** Start Excerpted data **

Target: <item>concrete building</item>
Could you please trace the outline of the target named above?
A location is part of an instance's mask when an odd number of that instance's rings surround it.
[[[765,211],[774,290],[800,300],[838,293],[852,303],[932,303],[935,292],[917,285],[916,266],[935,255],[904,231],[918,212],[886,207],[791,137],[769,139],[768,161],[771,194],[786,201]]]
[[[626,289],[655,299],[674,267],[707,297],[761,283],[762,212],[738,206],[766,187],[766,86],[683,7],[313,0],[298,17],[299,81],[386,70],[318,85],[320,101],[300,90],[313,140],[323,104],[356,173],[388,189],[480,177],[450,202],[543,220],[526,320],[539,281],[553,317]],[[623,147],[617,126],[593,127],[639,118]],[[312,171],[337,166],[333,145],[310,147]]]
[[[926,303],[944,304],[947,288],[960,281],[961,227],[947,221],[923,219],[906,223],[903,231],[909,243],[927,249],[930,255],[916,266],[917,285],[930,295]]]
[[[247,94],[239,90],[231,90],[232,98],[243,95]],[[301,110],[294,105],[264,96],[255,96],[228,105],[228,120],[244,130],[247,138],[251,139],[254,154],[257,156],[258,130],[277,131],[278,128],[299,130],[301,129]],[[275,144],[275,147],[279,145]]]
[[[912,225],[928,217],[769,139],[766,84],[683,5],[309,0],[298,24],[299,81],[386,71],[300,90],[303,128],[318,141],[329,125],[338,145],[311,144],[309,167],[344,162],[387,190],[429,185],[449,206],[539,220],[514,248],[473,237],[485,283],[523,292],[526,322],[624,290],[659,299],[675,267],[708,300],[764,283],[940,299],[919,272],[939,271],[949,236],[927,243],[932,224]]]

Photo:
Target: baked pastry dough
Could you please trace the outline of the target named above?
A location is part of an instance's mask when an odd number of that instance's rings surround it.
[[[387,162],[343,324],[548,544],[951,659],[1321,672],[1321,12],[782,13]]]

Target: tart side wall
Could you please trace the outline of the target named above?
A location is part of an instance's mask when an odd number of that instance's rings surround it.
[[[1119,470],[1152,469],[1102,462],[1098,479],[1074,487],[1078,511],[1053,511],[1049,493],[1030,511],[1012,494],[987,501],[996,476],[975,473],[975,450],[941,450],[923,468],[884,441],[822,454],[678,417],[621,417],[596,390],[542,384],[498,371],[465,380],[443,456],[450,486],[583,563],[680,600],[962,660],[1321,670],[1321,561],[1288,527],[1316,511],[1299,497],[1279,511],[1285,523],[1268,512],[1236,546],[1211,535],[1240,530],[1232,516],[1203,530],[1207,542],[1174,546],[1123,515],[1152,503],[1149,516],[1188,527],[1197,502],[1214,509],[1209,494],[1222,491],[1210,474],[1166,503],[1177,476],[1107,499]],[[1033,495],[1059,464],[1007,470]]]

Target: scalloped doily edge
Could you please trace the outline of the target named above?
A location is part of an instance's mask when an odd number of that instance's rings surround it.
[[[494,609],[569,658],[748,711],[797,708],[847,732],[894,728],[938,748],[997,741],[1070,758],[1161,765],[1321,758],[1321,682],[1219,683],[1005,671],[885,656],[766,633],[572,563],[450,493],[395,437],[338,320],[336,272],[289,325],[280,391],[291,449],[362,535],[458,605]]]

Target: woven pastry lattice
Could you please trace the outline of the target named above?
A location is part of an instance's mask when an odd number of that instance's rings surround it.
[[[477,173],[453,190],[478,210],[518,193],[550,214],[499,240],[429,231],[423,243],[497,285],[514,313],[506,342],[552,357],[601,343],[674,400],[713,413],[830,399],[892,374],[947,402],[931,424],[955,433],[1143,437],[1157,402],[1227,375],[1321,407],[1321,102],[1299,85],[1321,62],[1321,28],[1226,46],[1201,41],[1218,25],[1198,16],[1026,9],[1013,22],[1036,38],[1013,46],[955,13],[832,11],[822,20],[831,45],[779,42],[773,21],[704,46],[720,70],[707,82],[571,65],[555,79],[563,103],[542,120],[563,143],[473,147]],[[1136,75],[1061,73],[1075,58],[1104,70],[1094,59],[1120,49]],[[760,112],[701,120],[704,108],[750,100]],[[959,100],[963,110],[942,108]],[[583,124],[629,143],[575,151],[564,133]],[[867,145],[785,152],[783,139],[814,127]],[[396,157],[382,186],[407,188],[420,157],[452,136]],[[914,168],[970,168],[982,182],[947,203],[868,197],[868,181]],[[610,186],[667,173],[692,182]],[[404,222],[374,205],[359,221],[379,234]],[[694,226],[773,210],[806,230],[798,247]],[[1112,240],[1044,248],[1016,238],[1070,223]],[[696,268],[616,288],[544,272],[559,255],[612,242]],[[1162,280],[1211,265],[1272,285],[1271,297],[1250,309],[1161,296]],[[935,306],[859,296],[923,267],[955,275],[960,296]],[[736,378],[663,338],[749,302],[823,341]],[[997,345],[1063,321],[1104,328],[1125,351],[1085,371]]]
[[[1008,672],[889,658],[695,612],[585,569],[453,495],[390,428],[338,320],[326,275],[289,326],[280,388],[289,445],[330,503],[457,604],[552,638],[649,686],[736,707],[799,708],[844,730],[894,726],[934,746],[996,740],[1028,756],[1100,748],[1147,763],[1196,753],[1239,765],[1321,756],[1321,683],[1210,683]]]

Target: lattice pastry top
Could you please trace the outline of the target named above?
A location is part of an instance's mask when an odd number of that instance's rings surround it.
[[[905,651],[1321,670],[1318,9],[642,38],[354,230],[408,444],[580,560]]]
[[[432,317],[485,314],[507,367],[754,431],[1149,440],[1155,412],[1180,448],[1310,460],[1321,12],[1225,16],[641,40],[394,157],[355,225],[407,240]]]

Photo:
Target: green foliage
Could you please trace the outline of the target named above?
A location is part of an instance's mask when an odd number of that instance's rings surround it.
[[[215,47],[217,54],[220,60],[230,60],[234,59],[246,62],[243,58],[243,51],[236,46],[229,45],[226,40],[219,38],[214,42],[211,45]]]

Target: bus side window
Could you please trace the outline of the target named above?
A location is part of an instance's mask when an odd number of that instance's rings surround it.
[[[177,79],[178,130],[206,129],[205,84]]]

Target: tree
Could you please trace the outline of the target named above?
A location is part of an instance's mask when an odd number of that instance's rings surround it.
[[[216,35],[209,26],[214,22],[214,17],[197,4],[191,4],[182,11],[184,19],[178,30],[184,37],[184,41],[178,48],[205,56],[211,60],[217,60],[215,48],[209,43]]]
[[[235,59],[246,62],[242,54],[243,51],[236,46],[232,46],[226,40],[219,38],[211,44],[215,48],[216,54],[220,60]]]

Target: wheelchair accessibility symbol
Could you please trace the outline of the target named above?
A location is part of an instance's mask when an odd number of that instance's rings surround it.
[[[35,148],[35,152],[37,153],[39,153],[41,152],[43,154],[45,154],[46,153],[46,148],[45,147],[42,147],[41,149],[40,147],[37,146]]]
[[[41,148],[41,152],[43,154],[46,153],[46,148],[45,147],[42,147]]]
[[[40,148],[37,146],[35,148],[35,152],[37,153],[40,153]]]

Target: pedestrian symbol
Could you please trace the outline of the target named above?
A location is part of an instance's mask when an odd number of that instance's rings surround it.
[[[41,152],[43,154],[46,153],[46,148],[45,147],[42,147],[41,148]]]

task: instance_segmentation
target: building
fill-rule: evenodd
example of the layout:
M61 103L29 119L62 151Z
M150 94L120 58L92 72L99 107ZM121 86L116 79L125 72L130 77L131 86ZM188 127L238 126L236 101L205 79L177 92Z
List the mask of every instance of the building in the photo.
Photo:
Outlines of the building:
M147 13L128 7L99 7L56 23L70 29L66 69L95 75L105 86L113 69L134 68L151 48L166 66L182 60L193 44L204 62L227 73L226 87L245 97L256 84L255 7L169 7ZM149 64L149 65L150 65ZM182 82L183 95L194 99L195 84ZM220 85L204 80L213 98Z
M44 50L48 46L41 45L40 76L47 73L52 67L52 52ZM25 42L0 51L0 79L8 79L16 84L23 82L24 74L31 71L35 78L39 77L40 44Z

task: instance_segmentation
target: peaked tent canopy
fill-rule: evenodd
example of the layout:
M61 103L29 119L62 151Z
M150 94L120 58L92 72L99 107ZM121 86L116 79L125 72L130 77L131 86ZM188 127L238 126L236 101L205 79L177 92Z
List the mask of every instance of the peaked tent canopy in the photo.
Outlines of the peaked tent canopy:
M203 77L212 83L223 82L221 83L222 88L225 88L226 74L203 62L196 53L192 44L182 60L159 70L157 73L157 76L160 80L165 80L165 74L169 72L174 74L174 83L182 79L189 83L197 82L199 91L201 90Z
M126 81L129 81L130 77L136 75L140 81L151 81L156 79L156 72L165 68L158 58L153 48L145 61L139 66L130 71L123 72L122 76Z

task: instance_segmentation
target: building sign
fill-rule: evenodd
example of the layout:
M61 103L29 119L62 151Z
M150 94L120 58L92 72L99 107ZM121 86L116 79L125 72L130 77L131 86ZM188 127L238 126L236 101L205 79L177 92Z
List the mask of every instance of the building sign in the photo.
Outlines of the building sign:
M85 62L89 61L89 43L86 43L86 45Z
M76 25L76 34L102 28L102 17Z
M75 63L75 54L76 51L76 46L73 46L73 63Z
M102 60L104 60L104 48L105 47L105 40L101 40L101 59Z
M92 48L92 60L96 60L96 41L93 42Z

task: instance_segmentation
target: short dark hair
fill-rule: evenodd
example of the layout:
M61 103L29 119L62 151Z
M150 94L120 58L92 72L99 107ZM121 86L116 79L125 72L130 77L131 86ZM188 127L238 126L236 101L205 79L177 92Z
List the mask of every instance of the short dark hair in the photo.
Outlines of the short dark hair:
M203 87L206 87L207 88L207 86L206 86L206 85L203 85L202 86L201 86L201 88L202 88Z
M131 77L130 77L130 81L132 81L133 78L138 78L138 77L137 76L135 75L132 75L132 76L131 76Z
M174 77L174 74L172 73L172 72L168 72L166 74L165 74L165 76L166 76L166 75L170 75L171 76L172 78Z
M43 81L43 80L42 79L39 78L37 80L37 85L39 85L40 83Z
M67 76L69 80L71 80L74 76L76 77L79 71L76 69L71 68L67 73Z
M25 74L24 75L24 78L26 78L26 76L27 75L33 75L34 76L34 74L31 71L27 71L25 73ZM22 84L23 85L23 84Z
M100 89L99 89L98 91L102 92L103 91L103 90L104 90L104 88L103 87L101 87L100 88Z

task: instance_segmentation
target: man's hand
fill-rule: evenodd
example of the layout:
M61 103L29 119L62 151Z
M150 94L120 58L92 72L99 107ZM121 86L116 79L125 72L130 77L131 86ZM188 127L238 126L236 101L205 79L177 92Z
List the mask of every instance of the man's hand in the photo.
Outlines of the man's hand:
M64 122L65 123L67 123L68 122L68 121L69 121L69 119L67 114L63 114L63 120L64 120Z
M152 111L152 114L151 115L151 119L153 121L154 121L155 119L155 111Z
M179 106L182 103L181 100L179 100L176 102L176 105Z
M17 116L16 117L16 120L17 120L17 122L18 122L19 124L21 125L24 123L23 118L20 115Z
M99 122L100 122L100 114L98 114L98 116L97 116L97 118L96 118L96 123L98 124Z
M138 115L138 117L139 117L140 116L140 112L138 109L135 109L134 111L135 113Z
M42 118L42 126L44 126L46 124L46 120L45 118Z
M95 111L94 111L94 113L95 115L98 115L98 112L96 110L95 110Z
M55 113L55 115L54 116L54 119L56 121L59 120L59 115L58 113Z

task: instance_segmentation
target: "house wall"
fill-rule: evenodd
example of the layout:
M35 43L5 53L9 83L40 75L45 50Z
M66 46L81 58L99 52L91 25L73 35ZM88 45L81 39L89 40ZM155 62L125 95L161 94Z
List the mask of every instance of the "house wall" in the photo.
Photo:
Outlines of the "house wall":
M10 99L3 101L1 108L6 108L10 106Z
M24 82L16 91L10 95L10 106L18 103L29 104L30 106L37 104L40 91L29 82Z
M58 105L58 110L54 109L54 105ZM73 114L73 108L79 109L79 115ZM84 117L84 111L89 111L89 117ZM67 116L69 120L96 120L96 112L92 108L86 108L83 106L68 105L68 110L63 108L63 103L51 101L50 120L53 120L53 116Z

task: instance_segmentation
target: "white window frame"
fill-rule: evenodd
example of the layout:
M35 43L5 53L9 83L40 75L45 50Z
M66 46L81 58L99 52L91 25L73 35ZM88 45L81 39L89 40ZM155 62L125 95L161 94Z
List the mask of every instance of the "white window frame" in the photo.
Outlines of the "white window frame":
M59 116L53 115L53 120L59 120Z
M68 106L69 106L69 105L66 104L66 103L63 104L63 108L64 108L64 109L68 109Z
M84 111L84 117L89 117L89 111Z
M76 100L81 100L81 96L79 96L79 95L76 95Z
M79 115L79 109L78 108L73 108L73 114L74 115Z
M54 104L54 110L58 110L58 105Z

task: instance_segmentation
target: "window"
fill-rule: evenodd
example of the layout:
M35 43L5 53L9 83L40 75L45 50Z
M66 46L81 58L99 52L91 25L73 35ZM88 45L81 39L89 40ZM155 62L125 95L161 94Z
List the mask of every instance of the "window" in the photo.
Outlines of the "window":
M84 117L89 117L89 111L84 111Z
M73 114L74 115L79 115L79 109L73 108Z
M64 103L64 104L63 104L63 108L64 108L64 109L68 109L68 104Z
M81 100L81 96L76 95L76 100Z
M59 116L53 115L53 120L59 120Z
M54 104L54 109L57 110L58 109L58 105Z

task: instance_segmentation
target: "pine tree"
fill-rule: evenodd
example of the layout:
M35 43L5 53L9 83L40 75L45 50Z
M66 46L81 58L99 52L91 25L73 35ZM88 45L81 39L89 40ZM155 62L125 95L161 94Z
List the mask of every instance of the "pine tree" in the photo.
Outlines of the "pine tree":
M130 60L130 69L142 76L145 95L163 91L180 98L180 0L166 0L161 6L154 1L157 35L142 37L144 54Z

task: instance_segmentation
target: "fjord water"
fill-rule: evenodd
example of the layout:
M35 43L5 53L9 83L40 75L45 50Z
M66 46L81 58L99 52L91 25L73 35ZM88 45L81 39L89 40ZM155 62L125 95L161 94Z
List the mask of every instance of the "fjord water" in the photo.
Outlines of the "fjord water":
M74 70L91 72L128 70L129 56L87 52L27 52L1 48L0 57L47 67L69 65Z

** End Excerpted data **

How many lines of the entries above contain the string "short"? Case counts. Give only the number.

3